_WRITTEN INSTRUCTION_
Gather every line in the items below that contains the word "blue", and copy each of those lines in full.

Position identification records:
....
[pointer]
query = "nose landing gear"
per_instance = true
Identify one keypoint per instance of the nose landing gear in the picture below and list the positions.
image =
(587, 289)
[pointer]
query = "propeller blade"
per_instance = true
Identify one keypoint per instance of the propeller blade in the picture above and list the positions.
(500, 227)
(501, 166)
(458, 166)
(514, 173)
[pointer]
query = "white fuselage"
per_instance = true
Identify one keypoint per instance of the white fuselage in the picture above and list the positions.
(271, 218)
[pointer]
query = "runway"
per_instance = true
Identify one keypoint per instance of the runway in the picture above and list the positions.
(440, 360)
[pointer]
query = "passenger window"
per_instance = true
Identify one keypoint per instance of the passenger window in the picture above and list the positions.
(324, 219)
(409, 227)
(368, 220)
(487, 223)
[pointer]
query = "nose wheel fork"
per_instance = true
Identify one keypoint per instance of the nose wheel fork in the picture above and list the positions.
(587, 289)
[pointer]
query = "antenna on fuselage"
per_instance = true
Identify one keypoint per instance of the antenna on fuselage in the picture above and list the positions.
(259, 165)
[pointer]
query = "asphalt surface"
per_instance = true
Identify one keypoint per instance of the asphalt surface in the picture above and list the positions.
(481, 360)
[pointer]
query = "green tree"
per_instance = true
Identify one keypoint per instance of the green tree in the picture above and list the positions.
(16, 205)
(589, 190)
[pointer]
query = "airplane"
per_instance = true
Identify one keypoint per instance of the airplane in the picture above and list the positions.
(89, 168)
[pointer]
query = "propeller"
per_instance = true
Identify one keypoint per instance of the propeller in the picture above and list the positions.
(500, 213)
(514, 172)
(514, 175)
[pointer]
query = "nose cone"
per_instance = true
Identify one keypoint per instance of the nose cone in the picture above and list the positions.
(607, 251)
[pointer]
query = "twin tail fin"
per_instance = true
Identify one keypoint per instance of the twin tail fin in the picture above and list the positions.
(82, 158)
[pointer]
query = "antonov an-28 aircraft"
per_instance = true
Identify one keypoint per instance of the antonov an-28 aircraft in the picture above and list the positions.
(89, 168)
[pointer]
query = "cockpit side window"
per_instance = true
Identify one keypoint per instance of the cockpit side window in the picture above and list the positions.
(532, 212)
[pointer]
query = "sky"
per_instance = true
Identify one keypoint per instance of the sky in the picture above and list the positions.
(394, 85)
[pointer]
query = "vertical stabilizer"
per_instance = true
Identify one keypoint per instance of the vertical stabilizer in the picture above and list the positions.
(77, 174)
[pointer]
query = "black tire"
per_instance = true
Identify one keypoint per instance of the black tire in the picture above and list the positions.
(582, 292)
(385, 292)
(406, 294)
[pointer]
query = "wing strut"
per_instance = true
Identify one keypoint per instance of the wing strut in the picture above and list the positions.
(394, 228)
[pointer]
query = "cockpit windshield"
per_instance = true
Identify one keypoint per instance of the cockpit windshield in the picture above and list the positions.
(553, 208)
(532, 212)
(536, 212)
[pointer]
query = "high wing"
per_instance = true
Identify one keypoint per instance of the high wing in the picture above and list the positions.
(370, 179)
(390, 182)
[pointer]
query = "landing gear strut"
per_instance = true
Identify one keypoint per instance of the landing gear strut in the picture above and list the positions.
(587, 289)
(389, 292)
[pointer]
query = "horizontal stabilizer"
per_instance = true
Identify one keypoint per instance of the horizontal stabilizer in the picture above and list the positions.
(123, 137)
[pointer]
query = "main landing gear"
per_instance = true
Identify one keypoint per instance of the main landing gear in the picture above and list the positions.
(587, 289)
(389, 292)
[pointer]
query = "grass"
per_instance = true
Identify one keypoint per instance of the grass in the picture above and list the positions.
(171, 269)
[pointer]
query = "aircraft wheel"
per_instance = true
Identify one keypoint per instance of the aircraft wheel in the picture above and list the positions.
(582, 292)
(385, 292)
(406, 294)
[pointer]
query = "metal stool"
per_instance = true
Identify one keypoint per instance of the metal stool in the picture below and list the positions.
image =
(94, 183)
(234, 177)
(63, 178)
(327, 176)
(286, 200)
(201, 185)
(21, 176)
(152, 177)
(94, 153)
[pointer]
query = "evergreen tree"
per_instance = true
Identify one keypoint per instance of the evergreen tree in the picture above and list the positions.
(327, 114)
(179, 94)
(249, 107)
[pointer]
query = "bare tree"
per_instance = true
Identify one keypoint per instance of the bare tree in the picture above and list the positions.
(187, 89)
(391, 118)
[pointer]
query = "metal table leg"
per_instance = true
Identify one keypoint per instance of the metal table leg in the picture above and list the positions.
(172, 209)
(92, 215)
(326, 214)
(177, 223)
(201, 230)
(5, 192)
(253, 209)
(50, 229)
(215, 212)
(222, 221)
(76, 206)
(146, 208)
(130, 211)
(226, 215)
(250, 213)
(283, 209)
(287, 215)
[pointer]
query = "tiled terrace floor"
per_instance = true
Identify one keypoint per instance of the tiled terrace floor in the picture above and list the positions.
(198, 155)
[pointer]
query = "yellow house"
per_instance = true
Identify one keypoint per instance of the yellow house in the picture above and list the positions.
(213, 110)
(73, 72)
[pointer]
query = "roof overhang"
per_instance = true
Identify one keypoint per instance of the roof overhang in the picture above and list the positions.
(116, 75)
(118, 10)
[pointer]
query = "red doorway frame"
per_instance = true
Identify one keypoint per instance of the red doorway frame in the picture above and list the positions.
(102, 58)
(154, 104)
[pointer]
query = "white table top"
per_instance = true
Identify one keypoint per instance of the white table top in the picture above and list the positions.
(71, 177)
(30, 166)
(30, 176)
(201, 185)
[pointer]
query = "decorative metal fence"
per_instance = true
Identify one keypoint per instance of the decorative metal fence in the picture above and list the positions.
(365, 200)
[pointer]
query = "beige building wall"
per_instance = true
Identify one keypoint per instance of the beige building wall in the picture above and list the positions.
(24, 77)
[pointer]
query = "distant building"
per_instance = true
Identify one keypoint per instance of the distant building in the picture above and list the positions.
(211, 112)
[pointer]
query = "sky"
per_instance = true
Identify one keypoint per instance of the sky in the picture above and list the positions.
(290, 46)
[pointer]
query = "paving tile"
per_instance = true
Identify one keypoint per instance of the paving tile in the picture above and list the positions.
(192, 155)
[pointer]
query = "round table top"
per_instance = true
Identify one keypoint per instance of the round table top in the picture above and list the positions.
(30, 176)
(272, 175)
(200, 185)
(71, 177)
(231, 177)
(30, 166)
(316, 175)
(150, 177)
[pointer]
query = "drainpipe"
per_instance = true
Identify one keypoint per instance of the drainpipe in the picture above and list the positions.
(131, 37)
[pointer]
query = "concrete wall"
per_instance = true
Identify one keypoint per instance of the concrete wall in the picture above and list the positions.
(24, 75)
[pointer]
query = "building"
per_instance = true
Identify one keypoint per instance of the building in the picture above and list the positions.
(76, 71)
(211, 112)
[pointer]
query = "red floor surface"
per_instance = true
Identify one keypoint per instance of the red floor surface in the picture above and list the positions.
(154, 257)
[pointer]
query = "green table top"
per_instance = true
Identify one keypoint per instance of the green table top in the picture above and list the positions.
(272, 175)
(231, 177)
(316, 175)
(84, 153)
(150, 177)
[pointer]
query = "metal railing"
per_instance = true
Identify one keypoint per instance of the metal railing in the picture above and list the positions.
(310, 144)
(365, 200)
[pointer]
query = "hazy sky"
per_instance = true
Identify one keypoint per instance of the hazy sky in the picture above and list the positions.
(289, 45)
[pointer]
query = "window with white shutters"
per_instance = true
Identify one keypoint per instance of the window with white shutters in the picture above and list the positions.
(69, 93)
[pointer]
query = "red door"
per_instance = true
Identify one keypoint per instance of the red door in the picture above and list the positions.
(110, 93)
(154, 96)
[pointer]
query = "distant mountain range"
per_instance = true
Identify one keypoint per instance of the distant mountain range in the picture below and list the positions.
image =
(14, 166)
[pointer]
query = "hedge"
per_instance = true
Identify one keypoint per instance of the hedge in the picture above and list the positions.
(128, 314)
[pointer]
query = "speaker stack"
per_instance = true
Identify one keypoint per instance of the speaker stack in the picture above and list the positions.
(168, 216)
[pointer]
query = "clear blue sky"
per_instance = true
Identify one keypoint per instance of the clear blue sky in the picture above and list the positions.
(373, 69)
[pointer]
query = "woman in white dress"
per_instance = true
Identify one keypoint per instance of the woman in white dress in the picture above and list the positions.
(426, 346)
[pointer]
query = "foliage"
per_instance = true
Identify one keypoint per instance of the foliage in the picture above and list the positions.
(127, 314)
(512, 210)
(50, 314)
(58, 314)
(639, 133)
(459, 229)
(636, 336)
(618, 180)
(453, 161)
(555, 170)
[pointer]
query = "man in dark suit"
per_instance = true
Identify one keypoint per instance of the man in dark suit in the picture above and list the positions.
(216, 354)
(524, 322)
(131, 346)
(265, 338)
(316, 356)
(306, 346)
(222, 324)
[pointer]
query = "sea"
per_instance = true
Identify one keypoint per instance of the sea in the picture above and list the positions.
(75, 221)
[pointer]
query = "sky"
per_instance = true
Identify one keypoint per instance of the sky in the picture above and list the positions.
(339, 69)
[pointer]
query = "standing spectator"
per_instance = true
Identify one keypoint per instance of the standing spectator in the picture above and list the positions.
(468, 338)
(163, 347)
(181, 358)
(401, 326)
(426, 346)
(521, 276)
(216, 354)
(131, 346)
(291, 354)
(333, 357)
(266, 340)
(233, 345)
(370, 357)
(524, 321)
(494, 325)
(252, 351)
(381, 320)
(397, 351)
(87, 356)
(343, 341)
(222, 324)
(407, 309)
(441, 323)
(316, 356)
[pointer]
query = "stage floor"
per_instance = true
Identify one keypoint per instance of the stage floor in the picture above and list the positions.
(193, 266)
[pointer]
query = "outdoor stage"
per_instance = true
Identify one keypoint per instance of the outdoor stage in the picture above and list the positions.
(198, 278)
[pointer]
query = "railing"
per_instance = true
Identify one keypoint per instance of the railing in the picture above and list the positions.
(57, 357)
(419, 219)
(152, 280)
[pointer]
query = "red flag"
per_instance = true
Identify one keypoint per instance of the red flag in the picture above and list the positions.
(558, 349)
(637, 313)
....
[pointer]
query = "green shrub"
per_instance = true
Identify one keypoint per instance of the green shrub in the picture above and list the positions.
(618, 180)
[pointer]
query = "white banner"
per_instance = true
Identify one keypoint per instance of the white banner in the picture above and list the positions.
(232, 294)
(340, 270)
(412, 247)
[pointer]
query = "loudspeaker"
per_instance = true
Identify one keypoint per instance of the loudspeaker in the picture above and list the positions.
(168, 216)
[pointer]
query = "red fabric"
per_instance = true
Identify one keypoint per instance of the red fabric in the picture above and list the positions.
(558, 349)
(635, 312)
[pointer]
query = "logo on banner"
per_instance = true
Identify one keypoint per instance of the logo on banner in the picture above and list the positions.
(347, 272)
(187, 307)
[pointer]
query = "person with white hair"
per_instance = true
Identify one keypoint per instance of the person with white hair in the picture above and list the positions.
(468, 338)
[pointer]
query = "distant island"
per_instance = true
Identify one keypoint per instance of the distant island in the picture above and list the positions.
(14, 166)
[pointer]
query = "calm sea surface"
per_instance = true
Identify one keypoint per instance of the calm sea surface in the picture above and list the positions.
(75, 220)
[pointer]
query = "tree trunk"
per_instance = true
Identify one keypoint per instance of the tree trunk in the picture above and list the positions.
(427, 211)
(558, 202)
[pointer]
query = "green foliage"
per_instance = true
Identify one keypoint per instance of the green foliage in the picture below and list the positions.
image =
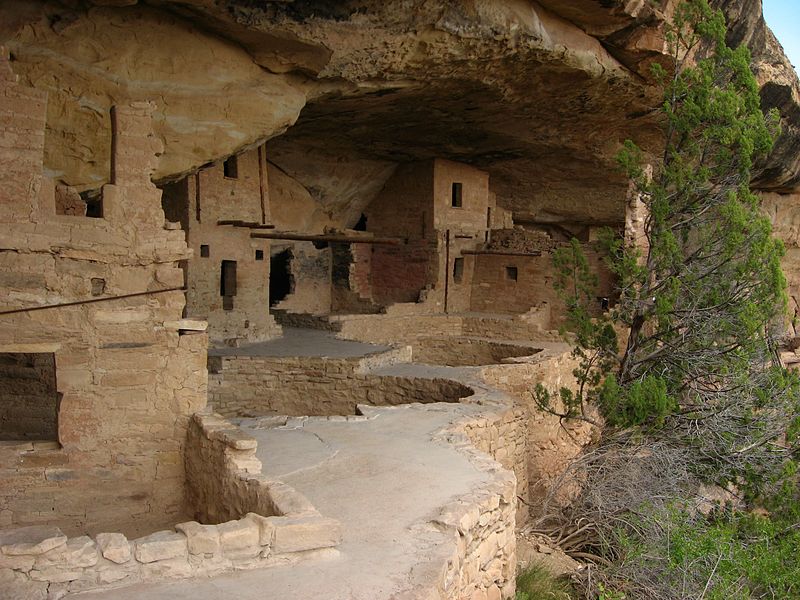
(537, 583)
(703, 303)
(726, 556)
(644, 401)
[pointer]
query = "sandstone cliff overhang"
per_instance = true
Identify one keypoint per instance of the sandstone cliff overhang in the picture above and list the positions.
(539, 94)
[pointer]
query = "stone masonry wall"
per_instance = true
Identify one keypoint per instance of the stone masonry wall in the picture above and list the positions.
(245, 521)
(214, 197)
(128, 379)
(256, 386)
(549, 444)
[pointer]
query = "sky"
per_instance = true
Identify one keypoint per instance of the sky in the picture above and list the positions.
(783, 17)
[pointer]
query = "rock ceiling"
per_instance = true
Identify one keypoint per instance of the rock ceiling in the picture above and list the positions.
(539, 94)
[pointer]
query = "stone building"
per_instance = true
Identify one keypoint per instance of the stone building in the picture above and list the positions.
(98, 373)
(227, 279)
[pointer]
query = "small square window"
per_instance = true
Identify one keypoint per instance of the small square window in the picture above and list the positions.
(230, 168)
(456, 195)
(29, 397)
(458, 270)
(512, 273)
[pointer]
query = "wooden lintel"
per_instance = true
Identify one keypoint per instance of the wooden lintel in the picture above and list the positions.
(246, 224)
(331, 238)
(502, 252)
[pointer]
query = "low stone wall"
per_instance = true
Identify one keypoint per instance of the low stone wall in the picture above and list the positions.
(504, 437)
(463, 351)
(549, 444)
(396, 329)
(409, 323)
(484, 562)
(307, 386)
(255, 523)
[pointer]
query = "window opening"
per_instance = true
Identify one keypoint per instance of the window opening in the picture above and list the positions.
....
_WORKED SOLUTION_
query = "clear blue sky"
Identify one keypoint per instance of the clear blue sky in the picture above and list the positions.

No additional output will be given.